SET TASK
Copy the items word for word, starting at the line that contains "the boy in blue t-shirt" and continuing through the last line of the items.

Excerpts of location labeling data
::::::::::
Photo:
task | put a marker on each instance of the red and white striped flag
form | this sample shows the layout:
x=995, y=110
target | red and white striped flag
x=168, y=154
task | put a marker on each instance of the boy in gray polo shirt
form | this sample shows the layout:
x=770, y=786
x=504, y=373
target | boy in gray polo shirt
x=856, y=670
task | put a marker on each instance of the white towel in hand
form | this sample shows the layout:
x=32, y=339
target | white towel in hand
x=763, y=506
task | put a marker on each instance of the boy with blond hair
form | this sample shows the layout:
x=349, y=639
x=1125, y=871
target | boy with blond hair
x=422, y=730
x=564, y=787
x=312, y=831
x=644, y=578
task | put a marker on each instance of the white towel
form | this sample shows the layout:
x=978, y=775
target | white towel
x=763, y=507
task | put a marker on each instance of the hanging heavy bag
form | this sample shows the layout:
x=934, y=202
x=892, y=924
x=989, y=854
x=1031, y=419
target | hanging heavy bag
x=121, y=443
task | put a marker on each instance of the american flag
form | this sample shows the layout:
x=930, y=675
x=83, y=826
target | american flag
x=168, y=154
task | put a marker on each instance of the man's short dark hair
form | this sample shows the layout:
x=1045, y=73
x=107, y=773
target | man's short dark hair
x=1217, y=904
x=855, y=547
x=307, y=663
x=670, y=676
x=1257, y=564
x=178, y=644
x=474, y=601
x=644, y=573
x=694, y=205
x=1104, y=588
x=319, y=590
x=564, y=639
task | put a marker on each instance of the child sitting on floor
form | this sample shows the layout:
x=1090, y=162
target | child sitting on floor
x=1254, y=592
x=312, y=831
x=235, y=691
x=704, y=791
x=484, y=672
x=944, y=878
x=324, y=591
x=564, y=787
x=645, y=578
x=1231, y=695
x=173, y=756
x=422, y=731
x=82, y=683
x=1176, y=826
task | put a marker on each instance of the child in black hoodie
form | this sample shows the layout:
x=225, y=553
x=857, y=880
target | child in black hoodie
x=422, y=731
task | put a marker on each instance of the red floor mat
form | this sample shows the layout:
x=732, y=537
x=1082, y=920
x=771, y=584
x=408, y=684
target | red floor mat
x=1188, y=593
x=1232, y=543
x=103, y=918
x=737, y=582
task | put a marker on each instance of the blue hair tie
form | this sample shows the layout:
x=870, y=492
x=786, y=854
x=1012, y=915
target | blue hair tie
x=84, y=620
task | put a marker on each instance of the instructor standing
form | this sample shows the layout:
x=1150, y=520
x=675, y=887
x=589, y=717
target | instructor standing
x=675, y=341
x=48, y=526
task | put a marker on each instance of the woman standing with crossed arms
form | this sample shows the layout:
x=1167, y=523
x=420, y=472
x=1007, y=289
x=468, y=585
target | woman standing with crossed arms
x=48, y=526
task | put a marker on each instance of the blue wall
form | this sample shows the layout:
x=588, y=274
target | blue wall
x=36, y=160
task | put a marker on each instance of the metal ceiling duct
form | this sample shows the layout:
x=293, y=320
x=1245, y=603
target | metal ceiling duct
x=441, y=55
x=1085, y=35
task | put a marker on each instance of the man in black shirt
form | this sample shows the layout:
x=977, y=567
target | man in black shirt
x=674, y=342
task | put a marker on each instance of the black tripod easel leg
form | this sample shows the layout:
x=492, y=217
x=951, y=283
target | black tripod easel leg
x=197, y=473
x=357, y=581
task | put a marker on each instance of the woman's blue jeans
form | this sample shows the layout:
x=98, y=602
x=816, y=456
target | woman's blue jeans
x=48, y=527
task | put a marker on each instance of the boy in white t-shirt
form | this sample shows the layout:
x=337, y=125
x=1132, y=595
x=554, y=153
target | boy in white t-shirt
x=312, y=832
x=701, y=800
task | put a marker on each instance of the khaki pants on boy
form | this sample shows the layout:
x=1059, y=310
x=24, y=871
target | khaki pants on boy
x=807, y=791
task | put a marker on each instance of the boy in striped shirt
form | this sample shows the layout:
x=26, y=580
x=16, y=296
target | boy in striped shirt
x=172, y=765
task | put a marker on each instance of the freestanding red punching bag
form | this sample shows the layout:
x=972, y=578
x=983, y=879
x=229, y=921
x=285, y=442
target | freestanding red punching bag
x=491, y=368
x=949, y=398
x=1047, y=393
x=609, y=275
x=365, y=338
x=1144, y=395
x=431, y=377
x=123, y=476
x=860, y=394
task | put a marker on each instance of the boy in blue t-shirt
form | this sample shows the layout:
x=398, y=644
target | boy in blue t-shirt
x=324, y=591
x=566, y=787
::::::::::
TASK ANSWER
task | put a marker on each instance of the boy in blue t-shirt
form | this sample shows the layout:
x=398, y=644
target | boy in blue t-shirt
x=324, y=591
x=566, y=787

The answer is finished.